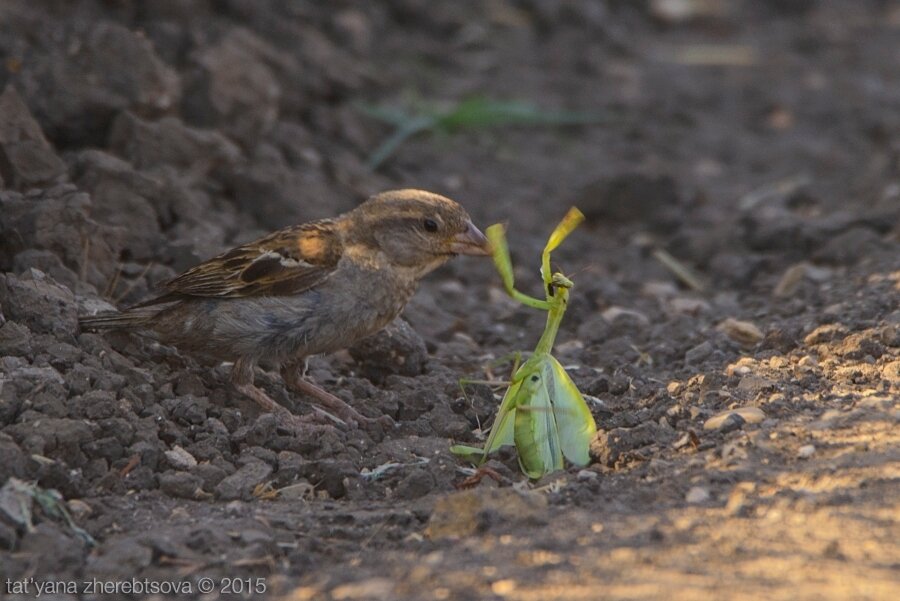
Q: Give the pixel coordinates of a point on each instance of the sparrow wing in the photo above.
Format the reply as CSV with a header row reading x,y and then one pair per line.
x,y
283,263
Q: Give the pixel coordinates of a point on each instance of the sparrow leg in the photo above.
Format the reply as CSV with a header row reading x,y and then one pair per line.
x,y
242,378
292,374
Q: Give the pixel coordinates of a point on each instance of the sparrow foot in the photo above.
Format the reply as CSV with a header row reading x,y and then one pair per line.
x,y
337,407
304,425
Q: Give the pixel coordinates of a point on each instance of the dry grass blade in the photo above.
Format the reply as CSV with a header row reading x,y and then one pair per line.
x,y
684,273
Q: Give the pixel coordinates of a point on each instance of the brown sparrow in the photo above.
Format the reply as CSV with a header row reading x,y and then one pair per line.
x,y
304,290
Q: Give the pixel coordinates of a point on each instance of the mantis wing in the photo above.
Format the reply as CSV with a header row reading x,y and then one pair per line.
x,y
536,436
573,417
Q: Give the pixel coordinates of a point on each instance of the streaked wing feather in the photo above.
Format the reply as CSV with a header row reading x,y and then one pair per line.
x,y
574,421
286,262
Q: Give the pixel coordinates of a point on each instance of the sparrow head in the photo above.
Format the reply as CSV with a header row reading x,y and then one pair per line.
x,y
417,229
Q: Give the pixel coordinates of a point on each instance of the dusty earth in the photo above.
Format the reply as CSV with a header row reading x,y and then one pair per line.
x,y
755,142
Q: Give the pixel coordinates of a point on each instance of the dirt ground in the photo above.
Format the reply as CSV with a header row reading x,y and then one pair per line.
x,y
749,445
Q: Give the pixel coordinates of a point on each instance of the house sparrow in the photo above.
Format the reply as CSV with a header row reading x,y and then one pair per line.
x,y
304,290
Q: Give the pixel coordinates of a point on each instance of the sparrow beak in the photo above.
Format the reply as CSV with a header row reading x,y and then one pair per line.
x,y
470,242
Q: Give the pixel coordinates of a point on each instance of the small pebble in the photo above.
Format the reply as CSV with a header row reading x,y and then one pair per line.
x,y
750,415
697,494
180,459
806,451
586,475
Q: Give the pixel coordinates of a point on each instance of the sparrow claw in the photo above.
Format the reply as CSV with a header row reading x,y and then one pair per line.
x,y
302,426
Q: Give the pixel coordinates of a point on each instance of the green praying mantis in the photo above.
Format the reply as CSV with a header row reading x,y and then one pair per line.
x,y
542,412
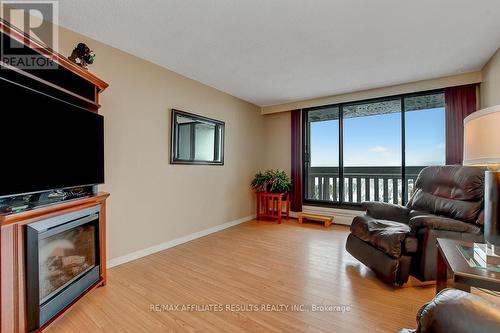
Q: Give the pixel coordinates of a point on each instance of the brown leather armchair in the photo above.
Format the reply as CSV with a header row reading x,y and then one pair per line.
x,y
396,241
456,311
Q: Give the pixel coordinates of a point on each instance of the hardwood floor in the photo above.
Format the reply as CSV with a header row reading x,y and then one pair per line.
x,y
252,263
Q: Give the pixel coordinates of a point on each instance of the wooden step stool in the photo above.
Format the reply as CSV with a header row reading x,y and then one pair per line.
x,y
327,220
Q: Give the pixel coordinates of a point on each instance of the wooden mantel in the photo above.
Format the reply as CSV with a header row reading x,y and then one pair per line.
x,y
12,256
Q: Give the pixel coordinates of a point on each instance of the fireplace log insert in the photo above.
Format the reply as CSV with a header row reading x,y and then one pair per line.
x,y
62,262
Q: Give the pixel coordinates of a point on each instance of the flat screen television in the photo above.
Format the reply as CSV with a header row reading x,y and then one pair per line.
x,y
47,143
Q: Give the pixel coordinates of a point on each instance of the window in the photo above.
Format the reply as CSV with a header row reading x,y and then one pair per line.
x,y
363,150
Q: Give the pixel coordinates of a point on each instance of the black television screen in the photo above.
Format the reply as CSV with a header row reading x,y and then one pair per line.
x,y
47,144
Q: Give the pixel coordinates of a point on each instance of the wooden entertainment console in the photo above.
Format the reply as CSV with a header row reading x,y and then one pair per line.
x,y
13,256
70,83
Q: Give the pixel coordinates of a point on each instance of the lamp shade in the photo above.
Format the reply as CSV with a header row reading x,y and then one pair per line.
x,y
482,137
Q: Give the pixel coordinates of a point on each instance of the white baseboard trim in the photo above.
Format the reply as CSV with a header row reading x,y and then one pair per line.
x,y
340,216
174,242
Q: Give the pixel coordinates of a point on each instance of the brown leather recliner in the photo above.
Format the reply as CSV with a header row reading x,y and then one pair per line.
x,y
396,241
456,311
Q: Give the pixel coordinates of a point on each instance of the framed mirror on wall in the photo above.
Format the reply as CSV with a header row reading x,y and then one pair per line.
x,y
196,139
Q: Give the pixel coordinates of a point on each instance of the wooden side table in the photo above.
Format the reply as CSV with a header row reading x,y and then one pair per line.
x,y
464,276
270,205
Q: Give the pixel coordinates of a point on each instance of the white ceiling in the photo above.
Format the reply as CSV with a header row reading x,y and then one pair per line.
x,y
276,51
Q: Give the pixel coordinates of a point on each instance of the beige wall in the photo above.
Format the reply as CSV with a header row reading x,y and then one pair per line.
x,y
277,138
152,201
490,87
443,82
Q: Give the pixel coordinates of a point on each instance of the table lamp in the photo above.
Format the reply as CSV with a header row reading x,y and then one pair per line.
x,y
482,147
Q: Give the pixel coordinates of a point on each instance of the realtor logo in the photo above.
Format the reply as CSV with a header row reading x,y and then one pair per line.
x,y
39,20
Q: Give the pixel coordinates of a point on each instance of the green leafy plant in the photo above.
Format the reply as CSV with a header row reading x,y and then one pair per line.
x,y
271,181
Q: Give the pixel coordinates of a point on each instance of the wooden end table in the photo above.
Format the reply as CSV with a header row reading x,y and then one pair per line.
x,y
464,276
270,205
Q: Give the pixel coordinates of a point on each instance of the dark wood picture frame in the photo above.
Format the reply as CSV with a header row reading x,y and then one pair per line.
x,y
219,140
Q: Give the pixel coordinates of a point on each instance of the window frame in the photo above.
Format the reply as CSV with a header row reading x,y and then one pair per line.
x,y
306,147
219,140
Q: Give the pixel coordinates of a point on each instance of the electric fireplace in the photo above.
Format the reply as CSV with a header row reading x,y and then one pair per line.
x,y
62,262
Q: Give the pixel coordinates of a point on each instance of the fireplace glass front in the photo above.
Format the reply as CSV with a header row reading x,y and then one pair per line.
x,y
62,262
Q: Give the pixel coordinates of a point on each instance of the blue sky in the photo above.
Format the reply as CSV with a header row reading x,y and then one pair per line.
x,y
376,141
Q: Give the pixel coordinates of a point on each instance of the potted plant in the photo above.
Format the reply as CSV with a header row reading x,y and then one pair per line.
x,y
271,181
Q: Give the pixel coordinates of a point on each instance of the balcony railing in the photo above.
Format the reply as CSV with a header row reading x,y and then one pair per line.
x,y
361,184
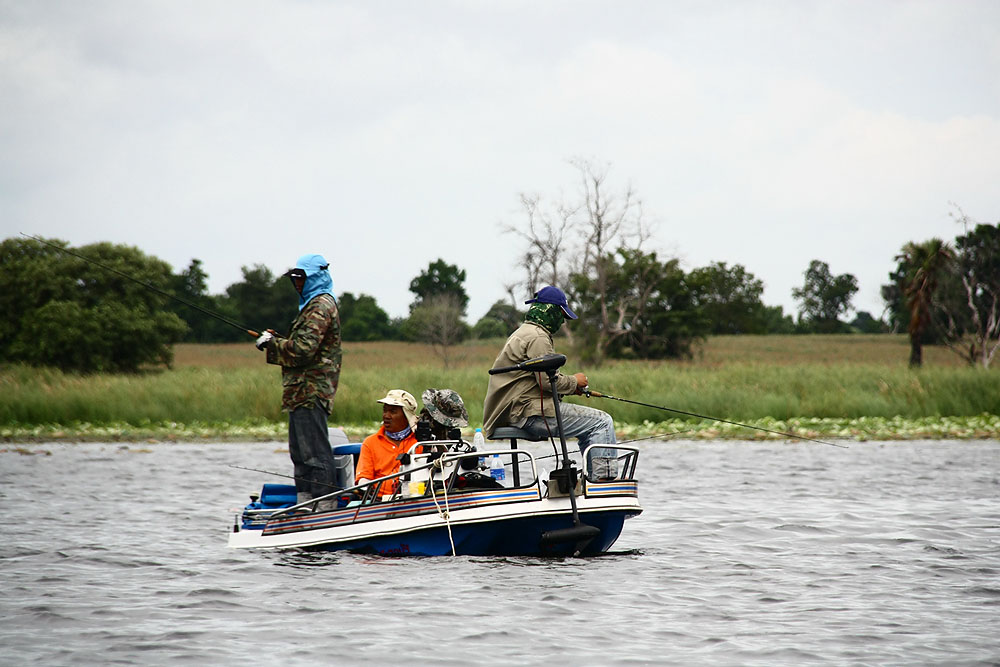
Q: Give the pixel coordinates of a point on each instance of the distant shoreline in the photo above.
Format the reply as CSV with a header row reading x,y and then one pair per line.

————————

What the exercise asks:
Give the lines again, from the line containing "sky in the photo above." through the end of the records, with "header row" replaced by "first line" and all else unchanged. Leave the pictures out of your answer.

Response to the exercise:
Q: Give the pixel coordinates of a point on each instance of the blue sky in the photo above.
Format the reply as CSV with a first line reading x,y and then one pair per line.
x,y
376,141
Q: Give the pixel coordinates of a point on each instance of the potted plant in the photo above.
Format the reply as CSV with a first line reading x,y and then one pair per line.
x,y
271,181
Q: Give the pixel coordinates of a point on each instance of the balcony railing in the photo above.
Format the reply as CSV with a first line reading x,y and then one pair per line.
x,y
361,184
Q: Give the pixel coordinates of a point on each instance of the distant shoreline in the photo above.
Format the reply as CSV with a first line reading x,y and then one pair per line.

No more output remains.